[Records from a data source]
-=-=-=-=-

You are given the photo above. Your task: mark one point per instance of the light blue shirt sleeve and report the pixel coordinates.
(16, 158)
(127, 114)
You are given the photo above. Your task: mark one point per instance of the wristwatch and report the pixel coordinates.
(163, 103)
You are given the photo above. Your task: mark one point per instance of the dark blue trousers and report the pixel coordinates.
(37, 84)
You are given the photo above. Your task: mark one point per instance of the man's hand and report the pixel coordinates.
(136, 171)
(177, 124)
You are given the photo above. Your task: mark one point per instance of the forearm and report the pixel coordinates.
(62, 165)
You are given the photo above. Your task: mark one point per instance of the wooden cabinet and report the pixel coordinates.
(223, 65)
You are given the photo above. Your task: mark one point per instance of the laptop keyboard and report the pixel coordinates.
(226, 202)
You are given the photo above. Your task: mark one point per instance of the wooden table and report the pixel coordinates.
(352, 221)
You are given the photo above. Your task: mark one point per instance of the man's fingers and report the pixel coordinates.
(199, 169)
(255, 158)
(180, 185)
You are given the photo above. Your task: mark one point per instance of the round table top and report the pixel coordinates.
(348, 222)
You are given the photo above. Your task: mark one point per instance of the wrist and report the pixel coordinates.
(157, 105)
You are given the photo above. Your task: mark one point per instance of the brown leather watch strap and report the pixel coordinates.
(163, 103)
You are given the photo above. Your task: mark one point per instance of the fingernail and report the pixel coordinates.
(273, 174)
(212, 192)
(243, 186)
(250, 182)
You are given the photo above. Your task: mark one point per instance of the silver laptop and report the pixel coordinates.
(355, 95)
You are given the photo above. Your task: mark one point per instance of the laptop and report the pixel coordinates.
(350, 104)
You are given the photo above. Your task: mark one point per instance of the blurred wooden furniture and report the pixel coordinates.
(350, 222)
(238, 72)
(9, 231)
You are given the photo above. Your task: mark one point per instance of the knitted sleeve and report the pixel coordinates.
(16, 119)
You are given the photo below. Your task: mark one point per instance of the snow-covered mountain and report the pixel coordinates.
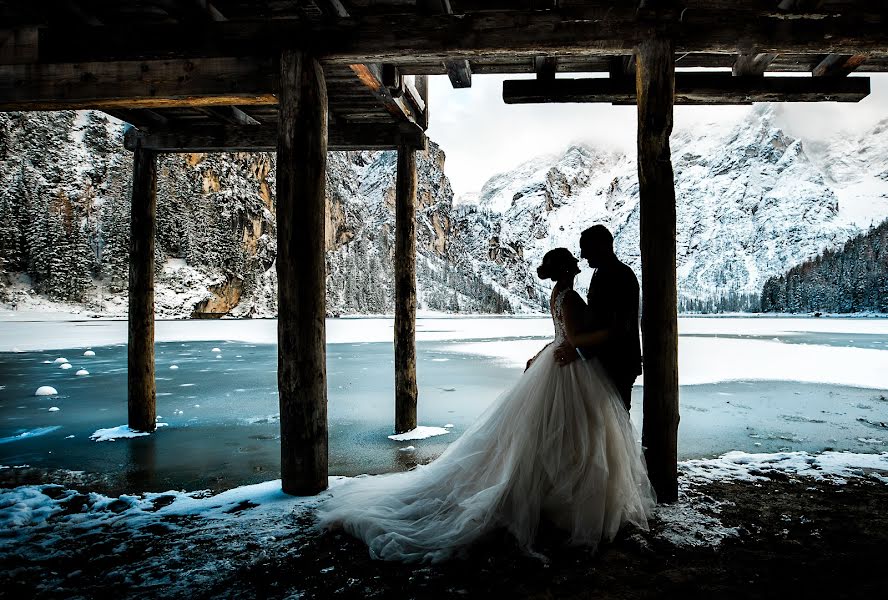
(751, 202)
(64, 206)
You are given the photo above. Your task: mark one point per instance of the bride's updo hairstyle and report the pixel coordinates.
(557, 263)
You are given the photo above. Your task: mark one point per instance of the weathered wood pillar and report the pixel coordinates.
(405, 291)
(655, 86)
(141, 390)
(302, 371)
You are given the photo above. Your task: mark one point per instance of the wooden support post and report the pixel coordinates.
(302, 371)
(655, 83)
(405, 291)
(141, 390)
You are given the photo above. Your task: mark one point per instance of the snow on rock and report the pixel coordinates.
(742, 466)
(420, 433)
(120, 432)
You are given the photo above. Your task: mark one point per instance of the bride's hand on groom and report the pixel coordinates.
(565, 354)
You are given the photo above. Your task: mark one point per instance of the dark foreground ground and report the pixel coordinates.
(798, 538)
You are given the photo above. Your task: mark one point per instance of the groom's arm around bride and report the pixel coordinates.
(610, 330)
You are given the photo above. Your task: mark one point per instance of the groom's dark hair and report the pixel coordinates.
(598, 234)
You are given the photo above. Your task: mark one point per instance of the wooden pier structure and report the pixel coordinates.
(304, 77)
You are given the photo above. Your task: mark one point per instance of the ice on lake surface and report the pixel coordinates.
(751, 384)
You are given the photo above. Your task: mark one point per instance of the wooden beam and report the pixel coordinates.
(405, 292)
(752, 65)
(596, 28)
(399, 108)
(838, 65)
(144, 119)
(141, 391)
(691, 88)
(545, 67)
(655, 81)
(18, 46)
(459, 72)
(263, 138)
(229, 114)
(302, 371)
(138, 84)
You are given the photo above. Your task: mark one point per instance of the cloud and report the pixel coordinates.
(483, 136)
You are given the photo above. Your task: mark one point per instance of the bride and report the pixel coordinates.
(557, 445)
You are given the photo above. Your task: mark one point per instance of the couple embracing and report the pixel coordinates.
(555, 450)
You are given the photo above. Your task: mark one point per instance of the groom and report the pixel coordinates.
(611, 321)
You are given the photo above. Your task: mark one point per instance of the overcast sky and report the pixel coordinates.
(482, 136)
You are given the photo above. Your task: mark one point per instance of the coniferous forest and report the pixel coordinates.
(851, 279)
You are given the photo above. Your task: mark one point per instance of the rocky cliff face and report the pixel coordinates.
(64, 194)
(751, 201)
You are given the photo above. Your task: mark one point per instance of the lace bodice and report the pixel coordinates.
(558, 317)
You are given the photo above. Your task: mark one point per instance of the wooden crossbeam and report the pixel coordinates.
(400, 108)
(691, 88)
(138, 84)
(752, 65)
(838, 65)
(264, 138)
(459, 72)
(423, 38)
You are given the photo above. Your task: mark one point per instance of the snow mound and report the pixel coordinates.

-=-=-=-=-

* **STATED GOAL**
Every line is to be duplicated exactly, though pictures stay out.

* **CORRECT RESPONSE**
You are given the photo above. Your task: mark one point per instance of the light blue shirt sleeve and report the pixel coordinates.
(16, 158)
(127, 114)
You are given the photo above. Your task: mark one point per instance of the wristwatch and report the pixel coordinates.
(163, 103)
You are given the photo above. Your task: mark one point per instance of the dark blue trousers and report the pixel coordinates.
(37, 84)
You are given the photo above. Your task: mark one point per instance of the man's hand and report the pixel coordinates.
(136, 171)
(177, 124)
You are given the photo above. Your task: mark one point per instance of the forearm and report the pixel coordinates.
(62, 165)
You are given the photo above. Your task: mark one point per instance of the wooden cabinet and report the pixel coordinates.
(223, 65)
You are given the photo above. Your task: mark one point per instance of the laptop keyboard and report the pixel coordinates.
(226, 202)
You are given the photo above. Your task: mark one point per instance of the wooden table and report the pixel coordinates.
(352, 221)
You are given the photo above. Your task: mark one point per instance of the man's fingers and report the pixel coordinates.
(199, 169)
(255, 158)
(180, 185)
You are given the photo above. Your task: mark one point per instance of the round table top and report the pixel coordinates.
(348, 222)
You are given the photo above. Your task: mark one point per instance of the wrist and report the pixel coordinates.
(157, 105)
You are given the photo above. Your task: mark one point per instance of the brown leather watch strap and report the pixel coordinates.
(163, 103)
You are given the photo above. Your task: mark one point per instance of the fingernail and report the pixel coordinates.
(273, 174)
(212, 192)
(243, 186)
(250, 182)
You are given the photo above. Your task: mark one point per instance of the silver laptop and report the pixel coordinates.
(355, 95)
You are given the photo above. Your task: mark one point per instance of the laptop and report the pixel coordinates.
(350, 104)
You are given the photo above. Your task: mark one point per instance of the blurred wooden furniture and report the pixel coordinates.
(350, 222)
(238, 72)
(9, 231)
You are given the photo above. Your task: mark one point per instance of the knitted sleeve and report the pixel coordinates.
(16, 119)
You are given the photo below. Your task: mark one point per instance of the snow-covered mountain and report the pixel coordinates.
(751, 202)
(64, 206)
You are given the photo above. Your task: mark one point per instance of the bride's updo hairstyle and report the pixel coordinates.
(557, 263)
You are given the photo above. Your task: mark one point per instance of the weathered wood pillar and report the pixel coordinates.
(405, 291)
(655, 86)
(141, 390)
(302, 371)
You are given the photo above. Your task: mark one point per instance of the wooden support post and report the pixel coordinates.
(302, 371)
(655, 83)
(405, 291)
(141, 390)
You are given the photo above. Your task: mark one point per instance of the snow on rock and report the pixel coordinates.
(742, 466)
(420, 433)
(120, 432)
You are given the photo above. Your task: mark one point per instance of the bride's hand on groom and report the pixel coordinates.
(565, 354)
You are given the photo above. Your task: mark one point per instance of the dark foreground ground and report the pixel coordinates.
(798, 538)
You are given the photo above. Your task: mark one point per instance of the groom's arm around bride and report the pixel coordinates.
(610, 330)
You are given the photo above. Your task: mark one point per instance of the groom's dark hair and report the pixel coordinates.
(598, 234)
You are given the photo above. Your task: mark one point per instance of the wooden pier structure and report the pixel coordinates.
(304, 77)
You are given the photo above. Your task: mark one point per instance of the ice on lake surface and report the pixel coordinates.
(751, 384)
You are given the photo above. Your task: mark one point per instance of the wooden beam and report the pixel coordinates.
(405, 292)
(752, 65)
(596, 28)
(399, 108)
(838, 65)
(144, 119)
(141, 391)
(691, 88)
(545, 67)
(655, 81)
(18, 46)
(459, 72)
(263, 138)
(229, 114)
(302, 371)
(138, 84)
You are given the photo above. Your task: mark one point per instance of the cloud and report the pixel coordinates.
(483, 136)
You are given the photo above. Your task: mark one point per instance of the bride and report the pixel coordinates.
(557, 445)
You are given the photo above. Your task: mark one point per instance of the couple embracing and report the pixel coordinates.
(555, 450)
You are given the photo above. Your task: mark one point per instance of the groom and report the pixel coordinates.
(611, 321)
You are given the photo above. Your task: mark one point per instance of the overcast sky and report the pixel coordinates.
(482, 136)
You are given the photo above. Your task: mark one point per instance of the coniferous forest and report the pixel coordinates.
(851, 279)
You are given the photo above. Your task: mark one point per instance of the rocky cliff face and report the pixel coordinates.
(64, 194)
(751, 201)
You are given the photo above. Your task: mark one point per instance of the lace bodice and report the pixel coordinates.
(558, 317)
You are given the photo above. Your task: mark one point per instance of the wooden crossbeam and report the pixel coordinates.
(400, 108)
(691, 88)
(138, 84)
(752, 65)
(838, 65)
(264, 138)
(459, 72)
(423, 38)
You are given the photo above. Your task: mark one point per instance of the snow mound and report the pixel coordinates.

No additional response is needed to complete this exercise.